[Records from a data collection]
=======
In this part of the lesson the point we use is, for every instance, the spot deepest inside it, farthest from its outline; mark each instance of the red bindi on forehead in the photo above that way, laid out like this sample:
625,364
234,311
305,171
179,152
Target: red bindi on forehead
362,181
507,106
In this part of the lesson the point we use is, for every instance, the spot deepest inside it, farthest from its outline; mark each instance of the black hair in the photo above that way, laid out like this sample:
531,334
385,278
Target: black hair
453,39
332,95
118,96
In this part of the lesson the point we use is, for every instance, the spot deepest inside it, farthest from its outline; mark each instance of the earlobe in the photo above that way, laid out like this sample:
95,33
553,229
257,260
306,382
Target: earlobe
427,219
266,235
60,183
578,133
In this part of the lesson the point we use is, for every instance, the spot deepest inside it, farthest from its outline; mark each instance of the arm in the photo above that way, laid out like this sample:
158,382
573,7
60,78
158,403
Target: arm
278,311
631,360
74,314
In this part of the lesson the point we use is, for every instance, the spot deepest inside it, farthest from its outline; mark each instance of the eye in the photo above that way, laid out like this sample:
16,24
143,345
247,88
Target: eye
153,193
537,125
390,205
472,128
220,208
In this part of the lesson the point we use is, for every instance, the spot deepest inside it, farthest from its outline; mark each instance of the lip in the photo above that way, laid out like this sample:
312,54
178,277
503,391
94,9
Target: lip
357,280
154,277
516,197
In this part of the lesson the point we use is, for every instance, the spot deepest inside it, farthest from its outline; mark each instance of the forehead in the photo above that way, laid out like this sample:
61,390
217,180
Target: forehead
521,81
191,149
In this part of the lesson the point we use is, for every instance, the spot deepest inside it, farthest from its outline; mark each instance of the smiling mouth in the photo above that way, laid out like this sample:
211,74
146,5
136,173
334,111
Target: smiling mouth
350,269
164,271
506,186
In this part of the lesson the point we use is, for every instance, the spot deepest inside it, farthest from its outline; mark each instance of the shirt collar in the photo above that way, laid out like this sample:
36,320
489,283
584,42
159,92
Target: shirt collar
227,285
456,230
=======
- **What to produce**
Copy out the records above exactly.

- **Result of the task**
In this part of the lesson the point we use is, for every instance, the spot deepest inside it, farthest from its outline; mark each instance of the red bindi on forehead in the photo above that way, laid out like this sample:
625,364
234,311
305,171
179,152
Target: red bindi on forehead
362,181
507,106
In this part of the lesson the point we use is, for every instance, the spot deepest inside it, farthest from its outline; mark each instance of the black hair in the photo above that way, laid out like this sample:
531,334
385,278
Target: black hair
453,39
332,95
118,96
In this part of the lesson the point we use is, for every instance, the spot deepest inside it, farthest from its outline; mark each instance of the earlobe in the photo above that way, laid out like this sample:
95,33
553,229
257,260
306,382
Target: earlobe
427,219
266,235
60,183
578,133
In this part of the lesson the point we use is, for every instance, the spot deepest inside it, farthest from its outline; mark each instance of the arm in the photo above that way, laid out like this sample:
158,382
573,7
60,78
158,403
Target: arm
278,311
631,360
74,314
In this part of the lesson the point we use is, for every instance, the spot deepest inside it, farthest from its outline; mark each instance of the eye in the photo above that way, laid out like this sample:
16,24
143,345
247,88
Target: eye
153,193
537,125
390,205
472,128
220,208
In this part of the lesson the point we use is, for every instance, the spot deepest inside it, farthest from its outline; mark each instance of the lip in the photo above that way, laid out like this sample:
312,54
178,277
503,391
94,9
Target: lip
357,280
154,277
516,197
In this part of the lesson the point we use is, for every instance, the spot deepest inside it, farthest from its outline; mark each instance of the forehead in the photo above that way, laid out like this sample:
61,390
217,180
Target: forehead
521,81
191,149
In this part of the lesson the point we use is, for every instance, the spot deepest inside it, farthest from its outline; mark each instance of the smiling mouth in the photo above that way, laid out like this sample:
211,74
146,5
136,173
334,111
Target: smiling mouth
350,269
164,271
506,186
In this part of the lesson the point we use is, for every instance, the spot deepest inside it, farthest from its outline; mark each instance of the shirt collar in the photo above that way, laid out like this sample:
36,320
489,283
584,42
159,92
Target: shirt collar
227,285
456,230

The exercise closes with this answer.